(RAW DATA Opens)

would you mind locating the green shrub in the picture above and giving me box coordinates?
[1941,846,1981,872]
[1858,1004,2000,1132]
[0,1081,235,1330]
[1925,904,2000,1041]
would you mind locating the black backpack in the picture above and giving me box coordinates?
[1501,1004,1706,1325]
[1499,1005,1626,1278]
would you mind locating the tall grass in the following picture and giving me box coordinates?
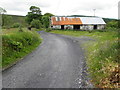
[84,35,119,88]
[2,28,42,68]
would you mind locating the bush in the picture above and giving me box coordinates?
[42,16,50,28]
[2,26,7,29]
[30,19,42,29]
[2,29,42,67]
[106,20,118,29]
[18,25,23,32]
[12,23,21,28]
[45,28,52,32]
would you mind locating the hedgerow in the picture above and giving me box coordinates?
[2,29,42,68]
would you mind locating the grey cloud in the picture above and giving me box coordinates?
[0,0,118,18]
[70,1,112,13]
[0,0,51,13]
[118,1,120,19]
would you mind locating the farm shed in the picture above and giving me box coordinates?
[50,16,106,30]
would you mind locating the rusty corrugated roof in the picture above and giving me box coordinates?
[51,17,83,25]
[51,16,106,25]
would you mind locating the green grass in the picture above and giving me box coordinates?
[50,30,88,37]
[50,29,119,88]
[3,14,27,28]
[2,28,42,68]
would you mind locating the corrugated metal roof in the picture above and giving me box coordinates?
[51,17,82,25]
[79,17,106,24]
[51,16,106,25]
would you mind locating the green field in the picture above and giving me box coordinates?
[7,14,27,26]
[50,29,119,88]
[2,14,27,28]
[2,28,42,69]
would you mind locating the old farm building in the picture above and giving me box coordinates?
[50,16,106,30]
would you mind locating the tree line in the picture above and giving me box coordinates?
[0,6,118,30]
[0,6,54,29]
[26,6,54,29]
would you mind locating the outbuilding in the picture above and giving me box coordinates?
[50,16,106,30]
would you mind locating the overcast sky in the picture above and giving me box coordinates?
[0,0,119,19]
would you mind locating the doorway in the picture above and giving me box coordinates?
[61,25,64,29]
[94,25,97,29]
[73,25,80,30]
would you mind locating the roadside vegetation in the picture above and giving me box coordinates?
[1,6,53,69]
[2,28,42,69]
[1,6,54,31]
[50,20,119,88]
[0,6,119,88]
[2,14,27,29]
[25,6,54,31]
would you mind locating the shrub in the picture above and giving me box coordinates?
[106,20,118,29]
[18,25,23,32]
[42,16,50,28]
[2,26,7,29]
[12,23,21,28]
[2,29,42,67]
[30,19,42,29]
[45,28,52,32]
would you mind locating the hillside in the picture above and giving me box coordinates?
[8,14,26,25]
[2,14,118,28]
[3,14,27,27]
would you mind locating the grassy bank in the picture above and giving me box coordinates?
[2,14,27,29]
[50,30,119,88]
[2,28,42,68]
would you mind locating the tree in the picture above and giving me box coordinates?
[0,7,6,14]
[30,19,41,29]
[30,6,41,15]
[42,13,54,28]
[44,13,54,17]
[42,16,50,28]
[26,6,42,24]
[0,7,6,26]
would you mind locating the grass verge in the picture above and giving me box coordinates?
[2,28,42,69]
[50,29,119,88]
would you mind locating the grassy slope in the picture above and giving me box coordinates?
[2,28,42,69]
[3,14,27,27]
[50,30,119,88]
[5,14,117,28]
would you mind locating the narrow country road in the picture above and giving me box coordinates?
[2,32,93,88]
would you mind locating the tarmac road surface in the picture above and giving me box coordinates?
[2,32,93,88]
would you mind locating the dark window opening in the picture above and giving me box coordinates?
[61,25,64,29]
[73,25,80,30]
[94,25,97,29]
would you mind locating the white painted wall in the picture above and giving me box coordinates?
[81,25,94,30]
[97,25,105,29]
[52,25,61,29]
[51,24,105,30]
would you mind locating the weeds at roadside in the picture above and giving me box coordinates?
[2,28,42,68]
[50,29,119,88]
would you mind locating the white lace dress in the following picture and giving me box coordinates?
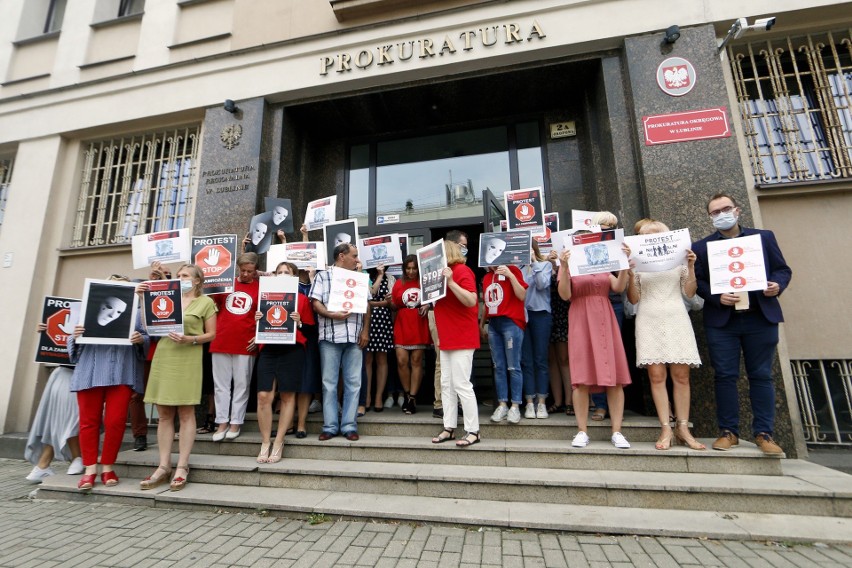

(RAW DATA Closes)

Transcribe every line of the data exactly. No pictures go in the copy.

FINISHED EXERCISE
would you mind locating the green shrub in the picture above and giving me box coordinates?
[1941,846,1981,872]
[1858,1004,2000,1132]
[0,1081,235,1330]
[1925,904,2000,1041]
would you mind locating the black backpack in the picture above and giving me box coordinates?
[1501,1004,1706,1325]
[1499,1005,1626,1278]
would you mind locating the tall grass in the following picture and giving me box coordinates?
[84,35,119,88]
[2,28,42,68]
would you mind locating the bush in the picture above and giving me box coordinates?
[42,16,50,28]
[2,26,7,29]
[30,19,42,29]
[2,29,42,67]
[106,20,118,29]
[18,25,23,32]
[12,23,21,28]
[45,28,52,32]
would you mind locating the hedgerow in the picture above and giving me box coordinates?
[2,29,42,68]
would you mind locating the grey cloud in the picture above and giving me box coordinates?
[0,0,118,18]
[70,1,112,13]
[0,0,51,13]
[118,1,120,19]
would you mind locating the farm shed in the picture above and giving me box coordinates?
[50,16,106,30]
would you mind locating the rusty corrugated roof in the picture above and giving me box coordinates?
[51,17,83,25]
[51,16,106,25]
would you mind locating the green grass in the picture above and giving me box coordinates?
[50,30,88,37]
[50,29,119,88]
[3,14,27,28]
[2,28,42,68]
would you mind locating the corrugated metal roof in the picture above and giving me box coordinates?
[51,17,82,25]
[79,17,106,24]
[51,16,106,25]
would you mind locating the green field in the picture above and giving me box coordinates?
[7,14,27,26]
[50,29,119,88]
[2,14,27,28]
[2,28,42,69]
would you mind locating the old farm building in the picture above and giving me box coordinates?
[50,16,106,30]
would you mind locating the tree line in the picture above and giving me box coordinates?
[0,6,118,30]
[0,6,54,29]
[26,6,54,29]
would you mind locating the outbuilding in the picture above and giving me box coordinates?
[50,16,106,30]
would you mind locating the overcast sky in the picture above and giving me box coordinates?
[0,0,119,19]
would you mind locating the doorway in the picture above and giving me box coordinates?
[61,25,64,29]
[94,25,97,29]
[73,25,80,30]
would you mind locating the roadside vegetation in the picture above and giving me box coordinates?
[1,6,53,69]
[2,28,42,69]
[1,6,54,31]
[50,20,119,88]
[0,6,119,88]
[2,14,27,29]
[25,6,54,31]
would you mind locating the shrub in the picture above and giving me box coordinates?
[106,20,118,29]
[18,25,23,32]
[42,16,50,28]
[2,26,7,29]
[12,23,21,28]
[2,29,42,67]
[30,19,42,29]
[45,28,52,32]
would you mind locating the hillside in the picture above and giving me box coordinates?
[8,14,26,25]
[2,14,118,28]
[3,14,27,27]
would you mind locating the grassy bank in the picture above and giving me box coordinates?
[2,14,27,29]
[50,30,119,88]
[2,28,42,68]
would you mind locating the tree in the picture above and giving me box coordinates?
[0,7,6,14]
[30,19,41,29]
[30,6,41,15]
[42,13,54,28]
[44,13,54,17]
[42,16,50,28]
[26,6,42,24]
[0,7,6,26]
would you mind locating the grass verge in the picture above and giving me box coordinates?
[2,28,42,69]
[50,29,119,88]
would you mind locating the grassy slope in the picture above and giving me box coordinates?
[2,28,42,69]
[3,14,27,27]
[50,30,119,88]
[5,14,117,28]
would you mind locating the narrow country road in the picture above and giving me box coordinates?
[2,32,93,88]
would you mind locating the tarmac road surface in the picture above and giving me box coordinates?
[2,32,93,88]
would you mind locating the dark window opening in the picture above and giving me box coordinates?
[61,25,64,29]
[73,25,80,30]
[94,25,97,29]
would you mind locating the white painted wall in the picture above and giving me box coordinates?
[81,25,94,30]
[97,25,105,29]
[52,25,61,29]
[51,24,105,30]
would you mind locating the weeds at roadside in the picture above and giving me box coordinates?
[2,28,42,68]
[50,29,119,88]
would you mind locating the white lace dress in the following picture and giving me box coordinates?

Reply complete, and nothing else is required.